A Thousand Words for Weather
Alongside the audio installation A Thousand Words for Weather, the exhibition 'Weather Notes' of historical items chosen from Senate House Library’s collections offers a glimpse into different perceptions, recordings, and observations regarding the weather over the past 500 years.
Click on each image to view the item in more details.
Weather in the Making
“Weather is nothing more or less than the atmosphere in its varying moods” claims this book’s author. How do you then capture and predict moods? From the 1830s onwards the telegraph allowed weather forecasting to transcend locality. A newly created global network of weather stations required a common language to transfer information. Following a similar development to digital symbols such as emoticons, weather symbols used typographic rather than alphabetic elements to overcome the challenge of international communication in multiple languages.
As this table shows, a dot represents rain and an asterisk suggests snow.
Beatrice Crane Her Book
Artist and children’s book creator Walter Crane illustrated this book for his daughter Beatrice to tell the story of seasonal weather changes from April to June and their effects on plants. Seasons reveal weather’s ties to time hidden in many words for weather: Greek kairos means season, good timing, a decisive moment and Italian tempo, Spanish tiempo and French temps mean both weather and time.
A Selection of Weather Signs
Weather is fundamentally tied to local knowledge and woven into local tradition. Weather signs gave people ways to read their county’s natural geography such as: ‘If the mist ascends out of the valleys to the hill-tops it is a sign of rain’. These sayings were collected by the prominent collector of Welsh folklore Reverend Elias Owen and later reprinted by the Gregynog Press (Gwasg Gregynog) in Tregynon, Wales. The Press was founded by the sisters Gwendoline and Margaret Davies to produce artistic prints using traditional skills to celebrate Welsh culture.

◆ GIVEN DATA:
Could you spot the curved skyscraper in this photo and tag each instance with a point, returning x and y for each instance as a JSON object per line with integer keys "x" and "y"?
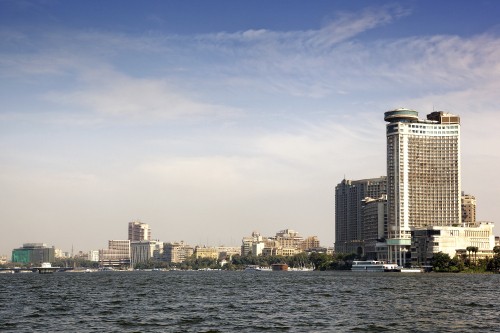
{"x": 423, "y": 175}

◆ WHAT TO DO:
- A) In the Weather Notes exhibition text, what weather does an asterisk stand for in the table of weather symbols?
- B) Continue the Weather Notes exhibition text from its last sentence.

◆ ANSWERS FOR THE EXERCISE:
- A) Snow

- B)
The Newest, Best, and Very-much Esteemed Book of Knowledge
The weather is an important influence on everyday life, including agriculture and trade. This is why instructions about how to predict weather were highly valued. Advice on weather prediction was published in educational and instructional manuals. Although this book sells itself as the ‘newest’ and ‘best’ and includes references to Francis Bacon, it is still steeped in weatherlore. It lists how different animal behaviours can indicate the arrival of certain types of weather.
Sketch Book of Harriet Lewin (i)
A day with “bright sunshine” evokes the memory of the battle of Lake Trasimene near the town of Ossaia in Umbria, Italy, between Hannibal’s Carthaginian forces and the Roman army on a summer day in 217 BC. Daughter of Thomas H. Lewin, lieutenant in colonial India, and later wife of MP George Grote, Harriet Lewin, an influential political radical activist in 1830s Britain, notes how landscapes can prompt reflection on historical events, making them part of our own memories. Initial research suggests that human memory is affected differently by certain types of weather.
Sketch Book of Harriet Lewin (ii)
Chronicling journeys made throughout Britain and Europe, Harriet Lewin uses her sketchbook to write down her impressions and capture an image of the new environments she encountered during her travels. She was the daughter of Thomas H. Lewin, lieutenant in colonial India, later wife of MP George Grote, and became an influential political radical activist in 1830s Britain. Throughout this journal of her early life she notes how landscapes can prompt reflection on historical sites and events, making them part of our own memories. Initial research suggests that human memory is affected differently by certain types of weather.
The Weather Almanac for the Year 1838
Almanacs were one of the biggest mass market products of their time. They are annual publications with information on subjects of daily use to their readers. In 1838 Murphy’s Weather Almanac correctly predicted that the coldest day of the year would fall on 20 January, which made its sales sore. An unknown annotator of this copy has checked its predictions for accuracy. Popular almanacs producing accurate knowledge posed a challenge to elite scientific meteorologists at the time.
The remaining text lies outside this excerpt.